== SOURCE DOCUMENT

[Infographic version]


To protect your hearing, use earplugs — and try to avoid loud noises.

Noise (sound) is all around us — at school, at home, and all the places in between. It’s everywhere we go.

But being around too much loud noise, like at concerts or fireworks shows, can make you lose your hearing — and once it’s gone, you can’t get it back.

Did you know?

  • 5 in 10 young people (like you) listen to their music or other audio too loudly
  • 4 in 10 young people (like you) are around dangerously loud noises during events like concerts and sports games
  • 48 million people in the U.S. have trouble hearing with one (or both) of their ears

The good news: You can protect your hearing — and still do all the stuff you love!

Check out this noise meter to see how loud different sounds are — and how you can protect your ears when you’re around them.

Loudness is measured in what’s called decibels (dB). Over time, any sound that’s 85 decibels or higher can cause hearing loss — or other hearing problems, like tinnitus (a ringing sound in your ears that won’t go away). The louder a sound is, and the longer you listen to it, the more it can damage your hearing.

Pick a type of sound to see about how loud it is, and get tips to keep your ears safe around noises at that level. You can stop hearing loss!

Type of sound Decibel level What we hear
Whispering 30 dB Your secret is safe! This is totally fine for your ears.
The sound of your fridge humming 40 dB Snack on! This is totally fine for your ears.

====

**TASK INSTRUCTIONS:**
• a. According to the hearing-protection page, at what decibel level can sound cause hearing loss over time?
• b. Reproduce everything in the hearing-protection page from "Did you know?" down to "you’re around them.".
You won't need the data.

== PROVIDED RECORDS

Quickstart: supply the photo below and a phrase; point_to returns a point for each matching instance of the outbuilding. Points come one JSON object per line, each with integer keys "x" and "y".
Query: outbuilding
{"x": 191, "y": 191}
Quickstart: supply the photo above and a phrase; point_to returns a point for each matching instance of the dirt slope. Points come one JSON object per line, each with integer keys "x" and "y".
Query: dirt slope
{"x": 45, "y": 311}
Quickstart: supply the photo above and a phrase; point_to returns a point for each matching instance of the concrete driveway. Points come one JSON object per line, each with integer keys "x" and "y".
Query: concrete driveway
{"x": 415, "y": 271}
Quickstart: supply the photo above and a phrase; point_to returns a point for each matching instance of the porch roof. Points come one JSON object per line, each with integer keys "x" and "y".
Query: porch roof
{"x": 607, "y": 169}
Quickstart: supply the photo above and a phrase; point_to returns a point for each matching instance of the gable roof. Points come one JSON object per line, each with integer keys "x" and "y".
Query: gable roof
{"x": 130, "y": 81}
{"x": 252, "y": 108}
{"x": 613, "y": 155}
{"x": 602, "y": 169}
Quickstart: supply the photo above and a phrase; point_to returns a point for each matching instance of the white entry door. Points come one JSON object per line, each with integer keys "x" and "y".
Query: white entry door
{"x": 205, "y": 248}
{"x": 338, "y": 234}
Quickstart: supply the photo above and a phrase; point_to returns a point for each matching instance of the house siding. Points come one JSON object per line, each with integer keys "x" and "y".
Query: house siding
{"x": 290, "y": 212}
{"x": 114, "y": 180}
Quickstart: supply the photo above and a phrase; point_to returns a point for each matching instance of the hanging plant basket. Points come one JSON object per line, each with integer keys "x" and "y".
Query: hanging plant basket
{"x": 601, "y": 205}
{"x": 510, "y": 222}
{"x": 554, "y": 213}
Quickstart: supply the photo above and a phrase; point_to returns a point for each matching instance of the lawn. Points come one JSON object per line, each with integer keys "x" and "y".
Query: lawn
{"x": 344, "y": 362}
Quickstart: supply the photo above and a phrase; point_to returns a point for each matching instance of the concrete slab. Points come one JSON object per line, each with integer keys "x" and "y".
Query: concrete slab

====

**RESPONSES TO THE EXERCISE:**
• a. 85 decibels or higher.

• b.
Did you know?

  • 5 in 10 young people (like you) listen to their music or other audio too loudly
  • 4 in 10 young people (like you) are around dangerously loud noises during events like concerts and sports games
  • 48 million people in the U.S. have trouble hearing with one (or both) of their ears

The good news: You can protect your hearing — and still do all the stuff you love!

Check out this noise meter to see how loud different sounds are — and how you can protect your ears when you’re around them.